Compiti da svolgere -
A) Rispondi a queste domande sul testo relativo alle compensazioni dei crediti IVA TR:
(i) Quale decreto legge viene richiamato all'inizio?
(ii) Oltre quale importo annuo di compensazione serve il visto di conformità?
(iii) A quale trimestre si riferisce l'istanza citata al punto 3?
B) Estendi il testo sulle compensazioni dei crediti IVA TR, riprendendo dopo l'ultima frase riportata.

Testo di riferimento -

* * * * *

Compensazioni crediti infrannuali risultanti dalle istanze IVA TR - Soggetti abilitati all'apposizione del visto
Alla luce delle disposizioni recate dal decreto legge 24 aprile 2017, n. 50 - convertito, con modificazioni, dalla legge 21 giugno 2017, n. 26 - sono stati chiesti chiarimenti in merito alle compensazioni dei crediti infrannuali risultanti dalle istanze IVA TR ed ai soggetti abilitati ad apporre il visto di conformità per le compensazioni superiori al limite di 5.000 euro annui.
In particolare, è stato chiesto se:
1. il visto di conformità vada apposto sul modello IVA TR solo al momento dell'effettivo utilizzo in compensazione del credito per un importo superiore a 5.000 euro. In caso di risposta affermativa, dovrebbe essere possibile presentare un modello IVA TR "integrativo" con l'apposizione del visto, ove il contribuente opti per la compensazione oltre il limite di 5.000 euro dopo aver presentato il modello originario;
2. il limite di 5.000 euro per l'apposizione del visto di conformità debba essere calcolato tenendo conto dei precedenti crediti trimestrali indicati con utilizzo in compensazione sull'istanza IVA TR, ovvero effettivamente utilizzati;
3. anche l'importo indicato sull'istanza relativa al 1° trimestre 2017, ovvero effettivamente utilizzato, debba concorrere al limite annuale dei 5.000 euro.

* * * * *

Sezione del dataset -
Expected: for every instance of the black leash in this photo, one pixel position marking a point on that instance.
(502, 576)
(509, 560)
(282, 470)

* * * * *

Risposte all'esercizio -
A)
(i) Il decreto legge 24 aprile 2017, n. 50.
(ii) 5.000 euro annui.
(iii) Al 1° trimestre 2017.

B)
È stato chiesto, inoltre, se il visto di conformità possa essere apposto anche dai dipendenti delle società di servizi in possesso dei requisiti di cui all'articolo 35, comma 1, lettera a), del D.Lgs. 9 luglio 1997, n. 241 (di solito, iscritti negli albi dei dottori commercialisti ed esperti contabili). Tali dipendenti possono, infatti, essere privi di partita IVA in quanto non esercenti in proprio attività libero professionale.
Per quanto di competenza, si osserva quanto segue.
L'articolo 3 del D.L. n. 50 del 2017, convertito con modificazioni dalla legge n. 26 del 2017, dispone che il visto di conformità di cui all'articolo 35, comma 1, lettera a), del D.Lgs. n. 241 del 1997, deve essere apposto "sulla dichiarazione o sull'istanza da cui emerge il credito" al fine di poter "utilizzare in compensazione" il credito IVA "annuale o infrannuale" per importi "superiori a 5.000 euro annui".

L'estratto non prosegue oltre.